* [Actions demandées]
• a. D'après le texte sur le secteur bancaire en RDC, combien de comptes sont exposés à la faillite de la BIAC ?
• b. Résumez en deux phrases le texte sur le secteur bancaire en RDC.

* [Texte choisi]
-------------------------
Comment va la Fibank ? RAS, rien à signaler… à interpréter le silence sinon l’indifférence de la Banque Centrale du Congo (BCC), l’autorité de régulation du système bancaire, face aux inquiétudes émises par la FEC (Fédération des Entreprises du Congo), lors de sa dernière AGO, par la bouche de son président Albert Yuma. L’homme, on le sait, n’a cure de la langue de bois. Par ailleurs, la BCC a récemment injecté un deuxième (?) 50 millions de dollars sur le marché… au profit des banques commerciales, dans l’espoir de calmer la tempête de dépréciation de CdF face au dollar. Résultat : effets contraires. Le dollar s’est échangé le week-end à plus de 1.000 FC. Le circuit bancaire ne rassure guère…Enquête.
«Après la BC, Banque Congolaise, deux autres banques commerciales de la place sont près du tombeau. Il s’agit dune grande banque et d’une autre qui n’est pas la moindre. Je ne dis pas cela pour créer la panique. J’alerte l’opinion pour préserver l’épargne des R-dCongolais », confiait par ailleurs, Michel Somwe, ex-DG de la BCA et ancien membre du secrétariat du comité de suivi des banques en difficultés à la BCC.
Pas d’assurance des dépôts bancaires en RDC.
Information contre information. Chez Déogratias Mutombo, à la BCC donc, l’on s’est vite hâté de démentir. Mais Michel Somwe était resté formel. «A moins qu’on joue à la complaisance jusqu’au bout pour éviter de dévoiler les faiblesses et les complicités des uns et des autres, avait-il rétorqué. On peut continuer à entretenir un malade de façon artificielle. Cela s’est déjà fait avec la BCCE, Banque congolaise du commerce extérieur, déclarée en faillite et en liquidation, qui a cependant continué à recevoir des crédits de la BCC ». Près de 15 mois après le «yebela» (« soyez prudents ») lancé par Michel Somwe, la BIAC est, on le sait, en quasi faillite. Et comme les animaux malades de la peste, toutes les banques commerciales opérant en RDC, foi de Michel Somwe, clopinent. Elles mériteraient d’être plutôt appelées des «boutiques». Et l’ancien membre du Secrétariat du comité de suivi des banques en difficultés à la BCC de poursuivre, «quasiment toutes les banques commerciales opérant en RDC sont malades à l’image de la Banque Centrale du Congo… Je n’en connais pas une seule qui soit saine». La confusion atteint des degrés paroxystiques sur la garantie des épargnes. Il nous revient que, près de 5 ans après la liquidation de la Banque Congolaise, nombre de ses clients ne sont toujours pas rentrés dans leurs droits. Dans l’ «enfer BIAC» quelque 400.000 comptes dont 2.500 entreprises de diverses tailles sont exposés au feu de la faillite. Il nous semble d’ailleurs que bon nombre d’épargnants se sont précipités pour récupérer tous leurs avoirs de la banque. En RDC, l’assurance des dépôts bancaires n’existe pas, l’autorité de supervision bancaire, non plus, renseignent des experts. La BCC s’est octroyée cette mission alors qu’elle nécessite une commission spéciale. Pour autant, il serait téméraire d’affirmer que la BCC contrôle tous les rouages du secteur bancaire en RDC.
-------------------------
* [Données fournies]

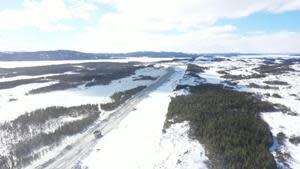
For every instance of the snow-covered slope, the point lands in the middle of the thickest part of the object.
-------------------------
* [Réponses complètes]
• a. Quelque 400.000 comptes, dont 2.500 entreprises de diverses tailles.

• b. Michel Somwe, ancien membre du secrétariat du comité de suivi des banques en difficultés à la BCC, affirme que quasiment toutes les banques commerciales opérant en RDC sont malades et qu'il n'en connaît pas une seule qui soit saine. Selon des experts, il n'existe en RDC ni assurance des dépôts bancaires ni autorité de supervision bancaire, alors que la BIAC, en quasi-faillite, expose quelque 400.000 comptes.